* **EXERCISE TASK**:
Copy all of the material below exactly.
[START DATA ENTRIES]
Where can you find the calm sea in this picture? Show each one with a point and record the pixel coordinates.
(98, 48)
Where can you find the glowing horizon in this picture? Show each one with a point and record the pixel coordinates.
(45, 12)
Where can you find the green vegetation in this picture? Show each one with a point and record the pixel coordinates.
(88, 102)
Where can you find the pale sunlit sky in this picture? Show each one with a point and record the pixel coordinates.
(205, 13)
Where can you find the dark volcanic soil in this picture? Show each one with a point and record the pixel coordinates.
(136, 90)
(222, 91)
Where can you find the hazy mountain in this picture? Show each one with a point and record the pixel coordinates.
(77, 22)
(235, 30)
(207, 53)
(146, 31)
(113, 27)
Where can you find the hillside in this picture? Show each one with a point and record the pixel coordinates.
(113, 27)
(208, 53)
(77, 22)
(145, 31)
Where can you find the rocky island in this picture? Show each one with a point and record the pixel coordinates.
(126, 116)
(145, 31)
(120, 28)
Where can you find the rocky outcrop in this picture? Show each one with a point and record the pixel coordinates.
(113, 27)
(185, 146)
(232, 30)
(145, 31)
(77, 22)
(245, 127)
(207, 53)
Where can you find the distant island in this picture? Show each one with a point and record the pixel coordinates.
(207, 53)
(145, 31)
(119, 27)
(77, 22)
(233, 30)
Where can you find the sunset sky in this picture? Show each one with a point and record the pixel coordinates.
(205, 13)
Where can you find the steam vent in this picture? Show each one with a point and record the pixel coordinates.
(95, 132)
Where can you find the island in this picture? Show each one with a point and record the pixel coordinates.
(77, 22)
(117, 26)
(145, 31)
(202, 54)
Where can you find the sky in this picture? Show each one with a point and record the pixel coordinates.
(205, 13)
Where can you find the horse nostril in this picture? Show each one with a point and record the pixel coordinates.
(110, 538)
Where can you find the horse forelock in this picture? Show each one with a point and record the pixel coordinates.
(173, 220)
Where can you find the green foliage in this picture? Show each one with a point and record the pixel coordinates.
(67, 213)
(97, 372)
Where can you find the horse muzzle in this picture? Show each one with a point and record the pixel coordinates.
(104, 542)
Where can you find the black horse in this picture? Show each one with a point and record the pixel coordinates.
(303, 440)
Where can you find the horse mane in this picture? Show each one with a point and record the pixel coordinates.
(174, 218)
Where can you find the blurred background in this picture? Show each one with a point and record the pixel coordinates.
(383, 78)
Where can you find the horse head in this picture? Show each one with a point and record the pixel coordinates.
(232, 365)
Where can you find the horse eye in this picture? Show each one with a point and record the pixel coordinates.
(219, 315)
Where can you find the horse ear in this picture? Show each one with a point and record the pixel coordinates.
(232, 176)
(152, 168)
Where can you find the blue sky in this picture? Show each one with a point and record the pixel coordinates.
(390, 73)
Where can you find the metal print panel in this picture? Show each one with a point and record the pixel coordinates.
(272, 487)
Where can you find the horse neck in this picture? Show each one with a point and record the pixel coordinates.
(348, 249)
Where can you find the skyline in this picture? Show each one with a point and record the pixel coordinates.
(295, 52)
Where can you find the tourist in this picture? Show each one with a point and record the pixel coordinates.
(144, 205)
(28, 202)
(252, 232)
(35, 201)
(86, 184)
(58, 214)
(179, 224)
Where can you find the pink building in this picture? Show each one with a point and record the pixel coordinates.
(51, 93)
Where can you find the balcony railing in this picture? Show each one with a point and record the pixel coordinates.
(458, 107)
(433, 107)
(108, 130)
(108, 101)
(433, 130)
[END DATA ENTRIES]
* **SOLUTION TO THIS EXERCISE**:
Where can you find the calm sea in this picture? Show each one with a point and record the pixel coordinates.
(98, 48)
Where can you find the glowing horizon in this picture? Show each one with a point and record the pixel coordinates.
(45, 12)
Where can you find the green vegetation in this picture? Show each one with a point and record the pixel coordinates.
(88, 102)
Where can you find the pale sunlit sky in this picture? Show each one with a point and record the pixel coordinates.
(205, 13)
Where can you find the dark volcanic soil in this picture? Show each one with a point and record the pixel coordinates.
(136, 90)
(222, 91)
Where can you find the hazy mountain in this picture? Show each one with a point and record the pixel coordinates.
(77, 22)
(235, 30)
(207, 53)
(146, 31)
(113, 27)
Where can you find the hillside in this picture? Show each one with a point and record the pixel coordinates.
(113, 27)
(208, 53)
(77, 22)
(145, 31)
Where can you find the rocky island in this picture? Show each one with a point and record the pixel coordinates.
(126, 116)
(145, 31)
(120, 28)
Where can you find the rocky outcrop in this picture? Show each one with a point and record the pixel coordinates.
(113, 27)
(185, 146)
(232, 30)
(145, 31)
(77, 22)
(245, 127)
(207, 53)
Where can you find the distant island in this picture? Show each one with a point and record the pixel coordinates.
(207, 53)
(145, 31)
(119, 27)
(77, 22)
(233, 30)
Where can you find the sunset sky in this picture? Show each one with a point and record the pixel coordinates.
(205, 13)
Where can you find the steam vent in this picture? Show each one with a point and record the pixel coordinates.
(95, 132)
Where can you find the island in this picture? Show each one with a point and record the pixel coordinates.
(77, 22)
(117, 26)
(145, 31)
(202, 54)
Where can you find the sky in this picture? Show each one with a point and record the pixel coordinates.
(205, 13)
Where can you find the horse nostril in this picture? Show each one with a point and record the pixel coordinates.
(110, 538)
Where can you find the horse forelock in this picture? Show each one with a point and record the pixel coordinates.
(173, 220)
Where can you find the green foliage in this picture? Show each one with a point and record the pixel coordinates.
(67, 213)
(97, 372)
Where can you find the horse muzzle in this picture? Show each one with a point and record the pixel coordinates.
(104, 542)
Where can you find the black horse in this picture? Show each one with a point and record the pixel coordinates.
(303, 440)
Where can you find the horse mane in this picture? Show each one with a point and record the pixel coordinates.
(174, 218)
Where can you find the blurred background in this picture? Show each one with a point and record the pixel coordinates.
(383, 78)
Where can you find the horse head in this picture? Show each one with a point and record the pixel coordinates.
(232, 365)
Where can you find the horse eye in this picture? Show each one with a point and record the pixel coordinates.
(219, 315)
Where can you find the horse ear in this picture? Show each one with a point and record the pixel coordinates.
(232, 176)
(152, 168)
Where can you find the blue sky in this picture? Show each one with a point and record the pixel coordinates.
(390, 73)
Where can you find the metal print panel in this picture? Show each one with a point and record the pixel coordinates.
(272, 487)
Where can you find the horse neck in this picture? Show each one with a point and record the pixel coordinates.
(348, 249)
Where can you find the skyline in this picture? Show each one with a point and record the pixel coordinates.
(295, 52)
Where can you find the tourist in this picture? Show each one with a point and record the pixel coordinates.
(144, 205)
(28, 202)
(252, 232)
(35, 201)
(86, 184)
(58, 214)
(179, 224)
Where can you find the pink building in this picture? Show each one with a point and record the pixel coordinates.
(51, 93)
Where can you find the balcony railing in this picture? Show each one with a point and record the pixel coordinates.
(458, 107)
(433, 107)
(108, 130)
(108, 101)
(433, 130)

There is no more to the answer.